• _Passage to read_
++++++

So I pack for summer, thinking to myself it should be summer almost everywhere I’ll be over the next two months. But, oh guess what, rain, cold, rain.  This is what I was in for, for a week at ITC University of Twente, in Enschede, Netherlands, while attending the STARS General Meeting. I should back up a bit. This was my first time in the Netherlands, my first time at this latitude and longitude and I’ve been away from my current home in the US a whole month already. I didn’t bother much with checking the weather since I figured I’m always prepared (over-prepared in-fact) for whatever with my closet size luggage - equipped with all weather articles and gadgets-umbrella to rain boots. In any case, I’d packed for fieldwork in Tanzania. This usually means come rain come shine, I’m ready. 

Day One was playing catch-up day. All STARS teams had a day to get on the same page, learn as much as possible about all STARS projects, progress made in the past 6-9 months and fit everything into set themes that we were meant to discuss during the general meeting. We broke the ice the night before at Gusto!, a bar literally next door to the hotel which was quite nice I must say! I have to commend the ITC team for getting everything planned. Not much one needed to know before arriving in addition to the team making sure to give us regular updates; when, where, who and what. But most importantly the weather forecast for Thursday afternoon. When we were meant to take a bike tour of Enschede, and to Lonneker Molen (mill, see picture) before dinner. 

Lonneker mill

It is amazing how quickly things move when you have a high concentration of some of the world’s greatest minds. Teamwork prevailed and all teams were set to present, criticize, discuss and learn from each other in under 8 hours. The general meeting started promptly at 9 am on the 26th with presentations from invited speakers followed by what I’d call bullet-speed (Usain Bolt speed if you like) presentations from the four different teams that make up STARS. I do hope everyone was caught up because there was surely a lot to sink in under one hour. The same afternoon saw a kick-off of the themed presentations. These distinctly but synergistically touched on all components from possible societal impacts, data analysis, flows and issues, to advocacy of the STARS project.

++++++

• _Listed entries_
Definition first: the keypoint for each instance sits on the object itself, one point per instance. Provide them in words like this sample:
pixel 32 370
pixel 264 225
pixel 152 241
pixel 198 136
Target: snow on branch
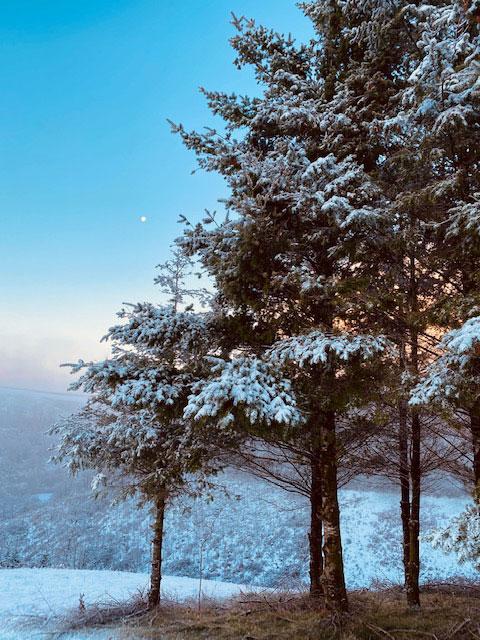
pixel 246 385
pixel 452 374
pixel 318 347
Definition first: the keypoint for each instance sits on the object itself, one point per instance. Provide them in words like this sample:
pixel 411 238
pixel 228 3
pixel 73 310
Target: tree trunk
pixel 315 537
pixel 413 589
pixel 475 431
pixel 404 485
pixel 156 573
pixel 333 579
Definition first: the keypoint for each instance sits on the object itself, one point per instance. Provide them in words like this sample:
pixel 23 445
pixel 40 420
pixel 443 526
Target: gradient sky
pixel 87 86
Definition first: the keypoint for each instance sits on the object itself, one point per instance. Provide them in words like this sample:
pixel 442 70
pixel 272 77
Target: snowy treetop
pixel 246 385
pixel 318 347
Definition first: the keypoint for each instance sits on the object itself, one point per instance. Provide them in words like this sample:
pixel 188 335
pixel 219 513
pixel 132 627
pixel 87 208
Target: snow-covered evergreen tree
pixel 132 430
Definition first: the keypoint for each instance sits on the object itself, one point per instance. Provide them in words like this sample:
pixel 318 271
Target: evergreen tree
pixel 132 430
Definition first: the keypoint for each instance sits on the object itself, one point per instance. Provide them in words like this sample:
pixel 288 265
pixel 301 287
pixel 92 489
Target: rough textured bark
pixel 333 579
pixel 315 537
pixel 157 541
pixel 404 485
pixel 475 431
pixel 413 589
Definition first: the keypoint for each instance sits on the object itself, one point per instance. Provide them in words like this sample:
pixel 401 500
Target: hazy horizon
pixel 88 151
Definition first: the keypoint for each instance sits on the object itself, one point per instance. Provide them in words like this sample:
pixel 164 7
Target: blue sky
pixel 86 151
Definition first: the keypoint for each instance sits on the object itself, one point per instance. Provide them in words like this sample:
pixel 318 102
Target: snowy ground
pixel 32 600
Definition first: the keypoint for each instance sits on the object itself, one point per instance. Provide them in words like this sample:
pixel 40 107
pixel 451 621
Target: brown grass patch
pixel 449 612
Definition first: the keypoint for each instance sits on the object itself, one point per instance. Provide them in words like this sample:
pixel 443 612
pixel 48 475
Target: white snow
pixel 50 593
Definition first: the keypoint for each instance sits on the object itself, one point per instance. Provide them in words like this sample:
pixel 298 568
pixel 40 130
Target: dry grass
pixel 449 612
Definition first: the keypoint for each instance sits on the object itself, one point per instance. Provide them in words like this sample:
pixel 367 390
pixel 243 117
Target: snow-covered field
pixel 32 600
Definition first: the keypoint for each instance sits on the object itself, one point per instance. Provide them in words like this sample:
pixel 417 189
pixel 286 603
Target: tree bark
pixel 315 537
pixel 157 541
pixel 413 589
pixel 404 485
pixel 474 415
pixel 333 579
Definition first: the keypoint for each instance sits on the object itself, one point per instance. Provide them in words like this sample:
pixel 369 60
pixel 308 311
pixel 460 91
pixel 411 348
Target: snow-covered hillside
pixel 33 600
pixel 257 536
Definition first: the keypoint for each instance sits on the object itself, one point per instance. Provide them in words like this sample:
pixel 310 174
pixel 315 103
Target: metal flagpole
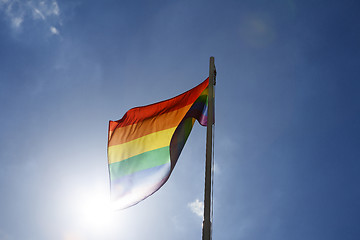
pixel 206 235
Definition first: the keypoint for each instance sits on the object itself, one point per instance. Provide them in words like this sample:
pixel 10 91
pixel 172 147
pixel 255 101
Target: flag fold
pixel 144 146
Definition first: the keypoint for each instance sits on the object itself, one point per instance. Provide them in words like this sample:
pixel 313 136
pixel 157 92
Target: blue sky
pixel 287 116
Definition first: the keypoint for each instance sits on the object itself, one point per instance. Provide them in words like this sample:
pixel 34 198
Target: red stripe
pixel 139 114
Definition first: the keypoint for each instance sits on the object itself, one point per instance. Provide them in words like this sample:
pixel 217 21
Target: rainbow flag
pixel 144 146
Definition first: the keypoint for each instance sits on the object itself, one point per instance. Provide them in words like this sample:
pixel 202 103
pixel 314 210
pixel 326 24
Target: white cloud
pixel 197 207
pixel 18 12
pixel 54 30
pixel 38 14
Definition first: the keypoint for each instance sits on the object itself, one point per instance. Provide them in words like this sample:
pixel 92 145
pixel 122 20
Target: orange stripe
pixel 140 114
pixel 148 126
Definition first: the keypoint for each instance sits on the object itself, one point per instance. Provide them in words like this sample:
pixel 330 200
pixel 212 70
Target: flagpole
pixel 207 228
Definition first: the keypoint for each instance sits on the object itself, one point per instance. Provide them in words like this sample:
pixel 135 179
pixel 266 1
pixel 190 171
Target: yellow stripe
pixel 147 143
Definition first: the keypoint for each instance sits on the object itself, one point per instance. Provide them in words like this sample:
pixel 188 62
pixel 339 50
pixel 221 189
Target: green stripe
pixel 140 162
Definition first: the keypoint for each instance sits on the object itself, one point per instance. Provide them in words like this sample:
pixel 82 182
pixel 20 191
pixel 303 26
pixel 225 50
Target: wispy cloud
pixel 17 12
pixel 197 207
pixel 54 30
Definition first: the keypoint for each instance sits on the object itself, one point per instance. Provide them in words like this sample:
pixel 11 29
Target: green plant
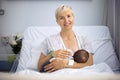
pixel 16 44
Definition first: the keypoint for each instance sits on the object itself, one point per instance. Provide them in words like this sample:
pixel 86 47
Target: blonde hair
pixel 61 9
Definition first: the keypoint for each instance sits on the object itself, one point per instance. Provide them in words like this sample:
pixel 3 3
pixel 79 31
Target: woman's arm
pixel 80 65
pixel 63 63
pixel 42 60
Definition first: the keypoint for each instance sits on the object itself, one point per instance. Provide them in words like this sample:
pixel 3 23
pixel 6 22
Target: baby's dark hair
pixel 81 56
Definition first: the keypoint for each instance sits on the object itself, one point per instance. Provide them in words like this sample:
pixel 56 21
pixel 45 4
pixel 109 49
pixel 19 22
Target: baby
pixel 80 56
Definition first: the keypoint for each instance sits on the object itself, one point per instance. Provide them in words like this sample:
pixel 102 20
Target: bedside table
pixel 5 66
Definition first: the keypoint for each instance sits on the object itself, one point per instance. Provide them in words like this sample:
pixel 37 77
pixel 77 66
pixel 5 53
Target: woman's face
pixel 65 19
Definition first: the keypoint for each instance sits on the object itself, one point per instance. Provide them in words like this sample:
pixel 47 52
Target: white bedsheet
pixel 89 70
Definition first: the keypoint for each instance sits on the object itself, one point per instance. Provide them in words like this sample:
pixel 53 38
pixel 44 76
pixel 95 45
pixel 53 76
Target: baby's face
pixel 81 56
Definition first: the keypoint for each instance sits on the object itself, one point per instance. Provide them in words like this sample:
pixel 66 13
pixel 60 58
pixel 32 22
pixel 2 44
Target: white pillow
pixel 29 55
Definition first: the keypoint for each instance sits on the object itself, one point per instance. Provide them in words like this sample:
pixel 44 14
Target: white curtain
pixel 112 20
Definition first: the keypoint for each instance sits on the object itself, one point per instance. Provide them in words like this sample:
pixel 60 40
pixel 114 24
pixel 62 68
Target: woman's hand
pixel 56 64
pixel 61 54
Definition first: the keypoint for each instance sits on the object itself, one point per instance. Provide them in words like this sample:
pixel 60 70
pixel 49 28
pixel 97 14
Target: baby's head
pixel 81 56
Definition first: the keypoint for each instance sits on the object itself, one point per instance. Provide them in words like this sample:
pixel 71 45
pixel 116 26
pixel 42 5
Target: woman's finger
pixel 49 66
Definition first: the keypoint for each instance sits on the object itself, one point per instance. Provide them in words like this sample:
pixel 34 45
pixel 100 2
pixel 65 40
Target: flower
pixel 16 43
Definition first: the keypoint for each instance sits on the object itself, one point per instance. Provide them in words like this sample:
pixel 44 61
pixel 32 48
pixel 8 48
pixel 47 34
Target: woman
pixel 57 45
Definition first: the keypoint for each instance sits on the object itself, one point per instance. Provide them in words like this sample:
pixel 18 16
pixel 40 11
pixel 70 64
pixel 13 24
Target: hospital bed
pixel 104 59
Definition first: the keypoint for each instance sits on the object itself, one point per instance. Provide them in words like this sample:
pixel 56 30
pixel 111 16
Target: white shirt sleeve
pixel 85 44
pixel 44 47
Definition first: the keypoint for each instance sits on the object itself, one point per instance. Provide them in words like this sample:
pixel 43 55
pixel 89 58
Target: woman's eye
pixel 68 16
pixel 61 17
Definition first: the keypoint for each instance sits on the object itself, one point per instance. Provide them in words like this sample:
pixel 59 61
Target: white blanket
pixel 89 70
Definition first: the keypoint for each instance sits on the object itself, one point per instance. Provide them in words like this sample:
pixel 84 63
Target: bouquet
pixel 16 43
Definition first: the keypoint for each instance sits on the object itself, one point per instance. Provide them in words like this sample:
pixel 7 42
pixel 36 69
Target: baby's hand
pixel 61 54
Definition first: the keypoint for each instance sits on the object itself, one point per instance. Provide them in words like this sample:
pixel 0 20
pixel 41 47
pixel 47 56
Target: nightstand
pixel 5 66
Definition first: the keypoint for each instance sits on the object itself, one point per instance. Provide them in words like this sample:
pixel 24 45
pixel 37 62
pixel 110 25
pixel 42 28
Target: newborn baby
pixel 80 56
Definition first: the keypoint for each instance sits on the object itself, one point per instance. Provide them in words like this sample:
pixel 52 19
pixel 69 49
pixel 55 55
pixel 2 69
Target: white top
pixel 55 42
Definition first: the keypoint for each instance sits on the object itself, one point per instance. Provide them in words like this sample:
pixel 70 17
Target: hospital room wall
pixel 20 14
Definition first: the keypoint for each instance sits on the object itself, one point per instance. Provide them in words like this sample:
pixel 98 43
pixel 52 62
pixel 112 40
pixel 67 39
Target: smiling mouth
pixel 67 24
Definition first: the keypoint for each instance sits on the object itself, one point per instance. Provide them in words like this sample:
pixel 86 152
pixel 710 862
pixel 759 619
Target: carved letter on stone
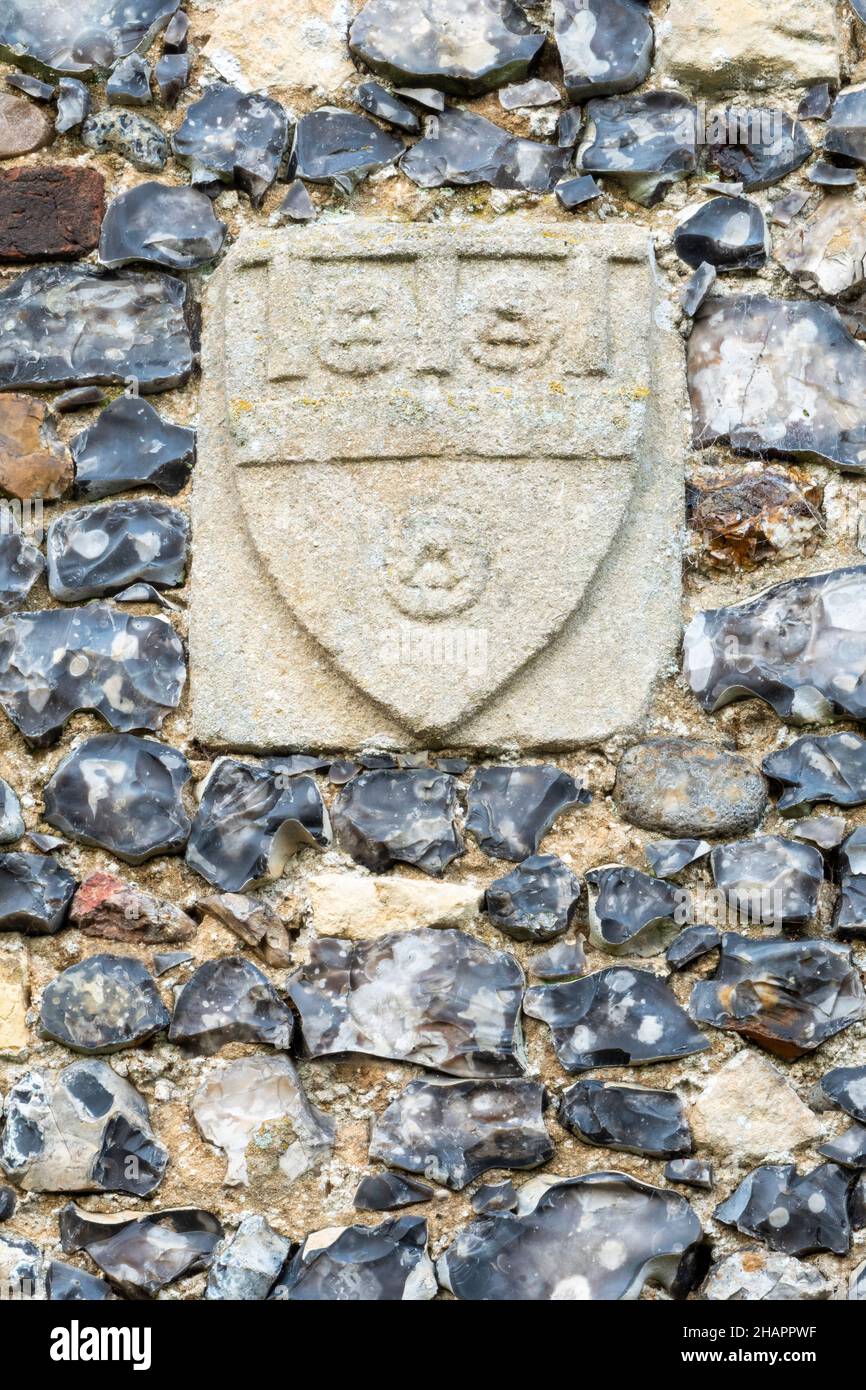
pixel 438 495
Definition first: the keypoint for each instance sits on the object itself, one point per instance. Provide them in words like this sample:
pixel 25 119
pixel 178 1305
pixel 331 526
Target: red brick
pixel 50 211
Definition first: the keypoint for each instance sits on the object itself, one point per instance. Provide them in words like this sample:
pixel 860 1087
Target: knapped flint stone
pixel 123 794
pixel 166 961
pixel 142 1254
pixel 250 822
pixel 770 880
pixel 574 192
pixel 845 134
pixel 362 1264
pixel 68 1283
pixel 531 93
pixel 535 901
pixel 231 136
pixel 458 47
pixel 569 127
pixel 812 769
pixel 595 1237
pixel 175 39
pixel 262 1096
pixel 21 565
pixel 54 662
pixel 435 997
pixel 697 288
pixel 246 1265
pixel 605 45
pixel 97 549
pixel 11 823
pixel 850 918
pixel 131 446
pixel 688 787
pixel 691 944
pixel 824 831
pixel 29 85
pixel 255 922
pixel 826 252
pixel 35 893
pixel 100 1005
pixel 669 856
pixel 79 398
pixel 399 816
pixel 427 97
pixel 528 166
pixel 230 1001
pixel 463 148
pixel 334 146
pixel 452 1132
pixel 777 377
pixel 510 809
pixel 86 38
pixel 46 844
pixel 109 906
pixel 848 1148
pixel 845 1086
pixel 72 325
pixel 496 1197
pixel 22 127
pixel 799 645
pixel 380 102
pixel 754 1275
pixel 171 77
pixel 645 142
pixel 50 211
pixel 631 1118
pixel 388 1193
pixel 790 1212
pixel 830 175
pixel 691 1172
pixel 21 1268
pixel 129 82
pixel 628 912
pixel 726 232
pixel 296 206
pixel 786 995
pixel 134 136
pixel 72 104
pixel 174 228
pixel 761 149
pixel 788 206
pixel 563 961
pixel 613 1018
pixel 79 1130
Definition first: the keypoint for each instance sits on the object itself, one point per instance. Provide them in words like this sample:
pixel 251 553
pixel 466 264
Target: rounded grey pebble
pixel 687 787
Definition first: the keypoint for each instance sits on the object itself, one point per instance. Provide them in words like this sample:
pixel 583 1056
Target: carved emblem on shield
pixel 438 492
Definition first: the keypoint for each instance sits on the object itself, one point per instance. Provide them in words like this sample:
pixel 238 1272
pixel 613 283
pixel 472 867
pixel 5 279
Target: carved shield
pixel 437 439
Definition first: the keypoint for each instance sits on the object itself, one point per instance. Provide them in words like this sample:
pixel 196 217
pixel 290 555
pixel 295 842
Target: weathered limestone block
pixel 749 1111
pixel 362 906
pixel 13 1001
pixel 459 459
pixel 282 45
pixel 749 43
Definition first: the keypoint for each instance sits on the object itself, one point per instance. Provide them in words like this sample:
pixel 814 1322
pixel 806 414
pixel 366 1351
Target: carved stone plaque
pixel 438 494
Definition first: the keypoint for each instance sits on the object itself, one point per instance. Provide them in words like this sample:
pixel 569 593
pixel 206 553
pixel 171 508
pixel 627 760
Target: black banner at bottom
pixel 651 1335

++++++

• _Written task A_
Quote the passage of the STARS General Meeting post from "Day One was" up to and including "picture) before dinner.".
• _Written task B_
Extend the STARS General Meeting post with new text that picks up after its final sentence.

• _Exercise result A_
Day One was playing catch-up day. All STARS teams had a day to get on the same page, learn as much as possible about all STARS projects, progress made in the past 6-9 months and fit everything into set themes that we were meant to discuss during the general meeting. We broke the ice the night before at Gusto!, a bar literally next door to the hotel which was quite nice I must say! I have to commend the ITC team for getting everything planned. Not much one needed to know before arriving in addition to the team making sure to give us regular updates; when, where, who and what. But most importantly the weather forecast for Thursday afternoon. When we were meant to take a bike tour of Enschede, and to Lonneker Molen (mill, see picture) before dinner.

• _Exercise result B_
Of most importance and discussed extensively were the potential societal impacts of the STARS projects. It was very clear that remote sensing and novel technologies such as cellphones that have revolutionized even banking in sub-Saharan Africa present an unprecedented avenue to revolutionize the quality, quantity and frequency of information about farmers and their fields. This information is needed to make critical but most importantly timely and appropriate decisions. 

Prior to closing, the invited speakers/advisors were invited to give feedback to the entire STARS team. Nothing drastic in my view, just modest even achievable requests including rallying as a community to find avenues to make high resolution satellite data needed to monitor subsistence systems if not freely, just reasonably accessible in terms of cost and quality. Another request was for the teams to work towards systematized tools' sharing before a thought-provoking discussion ensued on managing expectations and working/ preparing players and partners for end of project consequences.  Kate Schneider and Stanley Wood from the Gates Foundation also provided feedback to STARS, emphasizing the need for STARS to present a concerted voice of the potentials and the need for remote sensing tools, data and information in smallholder farming systems.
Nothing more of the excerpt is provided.